* Start DATASET EXCERPTS *

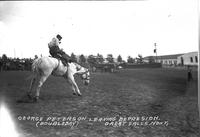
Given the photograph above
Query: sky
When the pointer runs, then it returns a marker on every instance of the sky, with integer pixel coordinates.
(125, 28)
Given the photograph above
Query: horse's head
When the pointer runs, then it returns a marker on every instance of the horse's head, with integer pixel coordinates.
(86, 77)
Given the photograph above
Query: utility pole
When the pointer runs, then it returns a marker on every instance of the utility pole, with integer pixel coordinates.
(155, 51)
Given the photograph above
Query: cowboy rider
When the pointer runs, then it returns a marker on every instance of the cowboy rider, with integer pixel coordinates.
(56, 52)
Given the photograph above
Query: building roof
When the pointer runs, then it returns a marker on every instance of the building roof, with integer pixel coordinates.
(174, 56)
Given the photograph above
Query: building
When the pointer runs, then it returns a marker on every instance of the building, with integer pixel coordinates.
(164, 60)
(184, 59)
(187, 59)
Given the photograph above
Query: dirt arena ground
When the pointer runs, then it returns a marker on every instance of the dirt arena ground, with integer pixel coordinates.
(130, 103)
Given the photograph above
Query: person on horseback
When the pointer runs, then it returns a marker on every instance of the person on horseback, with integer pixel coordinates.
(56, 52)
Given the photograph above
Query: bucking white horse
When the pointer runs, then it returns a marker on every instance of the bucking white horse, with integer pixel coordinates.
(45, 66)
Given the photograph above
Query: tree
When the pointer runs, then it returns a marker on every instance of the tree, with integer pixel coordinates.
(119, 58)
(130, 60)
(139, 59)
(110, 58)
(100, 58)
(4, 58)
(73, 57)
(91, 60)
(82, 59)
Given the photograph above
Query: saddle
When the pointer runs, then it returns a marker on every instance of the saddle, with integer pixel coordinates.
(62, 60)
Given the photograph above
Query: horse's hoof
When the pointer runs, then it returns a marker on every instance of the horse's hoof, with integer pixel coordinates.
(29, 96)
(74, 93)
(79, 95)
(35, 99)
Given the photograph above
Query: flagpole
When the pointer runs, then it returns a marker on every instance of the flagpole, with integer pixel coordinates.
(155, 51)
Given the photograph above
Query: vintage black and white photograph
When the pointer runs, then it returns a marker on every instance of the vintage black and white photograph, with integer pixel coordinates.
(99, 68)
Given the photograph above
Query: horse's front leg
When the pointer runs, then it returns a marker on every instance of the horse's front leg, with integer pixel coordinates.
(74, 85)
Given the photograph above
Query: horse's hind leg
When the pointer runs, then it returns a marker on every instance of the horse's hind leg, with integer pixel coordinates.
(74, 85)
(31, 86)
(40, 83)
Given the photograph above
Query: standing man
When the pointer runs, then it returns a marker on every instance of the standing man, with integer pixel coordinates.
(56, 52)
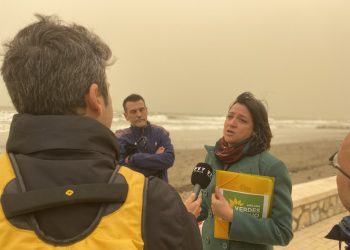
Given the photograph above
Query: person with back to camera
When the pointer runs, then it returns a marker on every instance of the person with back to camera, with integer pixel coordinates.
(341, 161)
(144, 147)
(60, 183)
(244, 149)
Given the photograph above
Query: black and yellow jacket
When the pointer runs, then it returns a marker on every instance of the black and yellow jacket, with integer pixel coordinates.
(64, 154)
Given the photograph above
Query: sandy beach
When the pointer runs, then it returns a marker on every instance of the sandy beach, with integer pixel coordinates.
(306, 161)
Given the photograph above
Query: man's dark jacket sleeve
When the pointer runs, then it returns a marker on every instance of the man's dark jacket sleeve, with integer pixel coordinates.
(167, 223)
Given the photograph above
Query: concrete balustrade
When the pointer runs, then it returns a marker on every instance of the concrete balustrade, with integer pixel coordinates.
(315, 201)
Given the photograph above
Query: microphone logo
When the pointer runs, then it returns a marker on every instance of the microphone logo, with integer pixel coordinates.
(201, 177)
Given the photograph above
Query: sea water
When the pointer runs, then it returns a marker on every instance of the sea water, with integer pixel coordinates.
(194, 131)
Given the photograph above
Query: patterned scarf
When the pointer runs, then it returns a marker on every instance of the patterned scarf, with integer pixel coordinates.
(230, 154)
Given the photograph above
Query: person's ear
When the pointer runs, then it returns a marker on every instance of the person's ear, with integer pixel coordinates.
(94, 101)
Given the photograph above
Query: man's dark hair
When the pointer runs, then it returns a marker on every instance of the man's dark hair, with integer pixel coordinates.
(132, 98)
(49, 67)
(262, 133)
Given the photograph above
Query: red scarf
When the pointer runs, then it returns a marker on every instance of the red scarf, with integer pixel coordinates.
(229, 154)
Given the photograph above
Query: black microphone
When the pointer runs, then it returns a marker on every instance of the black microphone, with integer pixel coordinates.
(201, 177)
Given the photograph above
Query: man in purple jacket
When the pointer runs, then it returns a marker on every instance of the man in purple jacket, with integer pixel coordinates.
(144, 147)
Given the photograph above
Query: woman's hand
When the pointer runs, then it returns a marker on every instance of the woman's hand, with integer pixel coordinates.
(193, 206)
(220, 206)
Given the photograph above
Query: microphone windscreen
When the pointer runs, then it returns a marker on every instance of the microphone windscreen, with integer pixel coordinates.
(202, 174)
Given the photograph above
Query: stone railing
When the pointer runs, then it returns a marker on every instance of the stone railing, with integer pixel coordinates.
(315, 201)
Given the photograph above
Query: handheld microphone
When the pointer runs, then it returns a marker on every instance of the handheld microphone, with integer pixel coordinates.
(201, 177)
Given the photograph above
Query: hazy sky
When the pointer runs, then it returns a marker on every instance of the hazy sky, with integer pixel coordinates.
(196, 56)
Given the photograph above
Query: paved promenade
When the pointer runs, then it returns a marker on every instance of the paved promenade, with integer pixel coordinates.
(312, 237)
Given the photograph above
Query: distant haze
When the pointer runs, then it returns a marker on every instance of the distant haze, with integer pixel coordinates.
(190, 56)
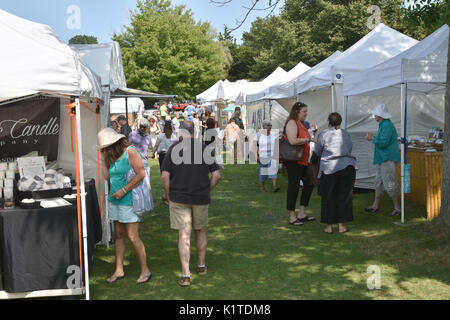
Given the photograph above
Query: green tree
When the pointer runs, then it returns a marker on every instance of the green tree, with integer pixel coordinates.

* End DATASET EXCERPTS *

Reproduce all of the data exactly, omitting each picture it holds.

Given the photograph above
Query: sky
When the pointer runs, then it returns a marker on every instance of the sky, with integer pixel coordinates.
(125, 28)
Given the photograph above
Query: horse's head
When the pointer runs, then it returns a marker on every instance of the horse's head, with integer pixel coordinates.
(86, 77)
Given the photograph above
Query: utility pole
When the pointer runs, then it returns a marker on every instance of the utility pole, with integer pixel coordinates.
(155, 51)
Given the photograph above
Query: cowboy rider
When the pointer runs, then it returns a marker on every instance of the cowboy rider, with integer pixel coordinates.
(56, 52)
Given the photograph above
Query: building roof
When the pointer runs, then it returns a marker on every instance of the building roof, with integer pixel coordinates.
(174, 56)
Given the photograph above
Query: building
When the pointer runs, then it returns a marker on every instance of the building, with integer pixel coordinates.
(164, 60)
(184, 59)
(187, 59)
Given the photograph above
Query: dirt arena ground
When the pointer runs, then it returns a marker on every instance of the dirt arena ground, with integer pixel coordinates.
(130, 103)
Given the photograph above
Query: person on horseback
When the pointer runs, then it returns a marker on every instance of the person on horseback, with integer pixel coordinates.
(56, 52)
Given the photograph above
Query: bucking white horse
When the pointer runs, then it returns a marker on every instance of the bucking white horse, with integer pixel coordinates.
(45, 66)
Given the photograph above
Query: tree
When the pointer runs, then it returns a marker on every instance of the tree, with integer pixel coordinates.
(119, 58)
(130, 60)
(139, 59)
(110, 58)
(100, 58)
(4, 58)
(73, 57)
(91, 60)
(82, 59)
Given the photograph above
Query: saddle
When the pointer runs, then it returns a marker on every instance of the saddle, with integer pixel coordinates.
(62, 60)
Given the photograph above
Query: horse's hoof
When the pointer runs, then it returns a marker on every instance of the horse's hoof, with integer pixel coordinates.
(29, 96)
(74, 93)
(79, 95)
(35, 99)
Given the photograph above
Query: flagpole
When the pointer runs, then it returns a marker on every instance of the flagpole, with integer pixel coordinates.
(155, 51)
Given the photograph above
Query: vintage black and white photograph
When the pointer runs, then it returns a marker on every instance of the vintage black and white photograph, with integer pixel coordinates.
(99, 68)
Given the photograph above
Query: horse's front leg
When the pointer runs, then it returns a marker on every instance of the horse's front leg, with integer pixel coordinates.
(74, 85)
Given the photograph above
Query: horse's hind leg
When the pointer runs, then it returns a marker on every instance of the horse's hind leg, with integer pixel coordinates.
(74, 85)
(31, 86)
(40, 83)
Given the photograph above
Query: standing man
When the pointer runs, then it returns a marker on every instance of the standing man, with integer pixel coordinates.
(56, 52)
Given the photograph above
Query: person with back to camera
When the pointer runs, then it returns a marker on every instance of the person with back to camera, with integer pixel coordinates.
(341, 161)
(144, 147)
(60, 183)
(244, 149)
Given the photograph above
Query: black and yellow jacket
When the pointer runs, then it returns a marker on every instance of the black and yellow jacket, with integer pixel coordinates.
(64, 154)
Given the photograph above
Query: sandy beach
When the pointer runs, then it returns a marker on every instance of the sandy beach, with integer pixel coordinates.
(306, 161)
Given the photograph above
Query: man's dark jacket sleeve
When the pointer runs, then it returns a marker on every instance of the man's dark jacket sleeve, with integer pixel coordinates.
(167, 223)
Given the photograph above
Query: concrete balustrade
When the pointer runs, then it returns a marker on every instance of the concrete balustrade, with integer pixel coordinates.
(315, 201)
Given the photograph above
Query: microphone logo
When the pointer runs, then it returns a marker on every instance of the microphone logo, with integer pixel coordinates.
(201, 177)
Given the photograph above
Query: sea water
When the pointer runs, then it returns a marker on every instance of the sea water, with integer pixel coordinates.
(194, 131)
Given the photograph above
Query: patterned scarf
When the pointer runs, then it returns a marker on every instance of the patterned scarf, with integer pixel coordinates.
(230, 154)
Given the photograph above
Query: person's ear
When the pointer runs, then it returns a marker on every instance of the person's ear, with integer pixel coordinates.
(94, 101)
Given the photograph above
Query: man's dark hair
When the pointer runs, then it returns a marker on every instance of the man's dark hair, with integer pixel coordinates.
(132, 98)
(49, 67)
(262, 133)
Given the photograph above
Query: red scarf
When the pointer runs, then it returns a marker on every instance of the red scarf, with integer pixel coordinates.
(229, 154)
Given the photograph above
Query: black microphone
When the pointer runs, then it returns a marker on every instance of the black microphone, with integer pixel coordinates.
(201, 177)
Given the photograph above
Query: man in purple jacket
When the pointer runs, then it returns a marker on every instance of the man in purple jacket, with integer pixel coordinates.
(144, 147)
Given the photograph above
Query: woman's hand
When the pointer runs, then it returns a marker on every instance of the woman's hand, with integer pixel coordinates.
(193, 206)
(220, 206)
Given the photograph above
Query: microphone windscreen
When the pointer runs, then it returns a marker on every instance of the microphone windscreen, with integer pixel coordinates.
(202, 174)
Given the photograph above
Query: stone railing
When the pointer runs, then it returns a marker on every instance of the stone railing, with integer pixel coordinates.
(315, 201)
Given the photograph above
Query: handheld microphone
When the pointer runs, then it returns a marker on every instance of the handheld microphone, with integer pixel coordinates.
(201, 177)
Given the photograph above
Query: hazy sky
When the pointer runs, then it returns a marker on every instance of the hazy sky, with integer pixel coordinates.
(196, 56)
Given the photograph above
Query: paved promenade
When the pointer runs, then it returns a marker on every instance of the paved promenade, with integer pixel coordinates.
(312, 237)
Given the photograph above
Query: distant haze
When the pointer runs, then it returns a marker on every instance of the distant haze, with integer pixel coordinates.
(190, 56)
Given the photograph above
Query: green tree
When the pointer runs, then it returns a marker on every instance of the green tree, with integer pixel coordinates.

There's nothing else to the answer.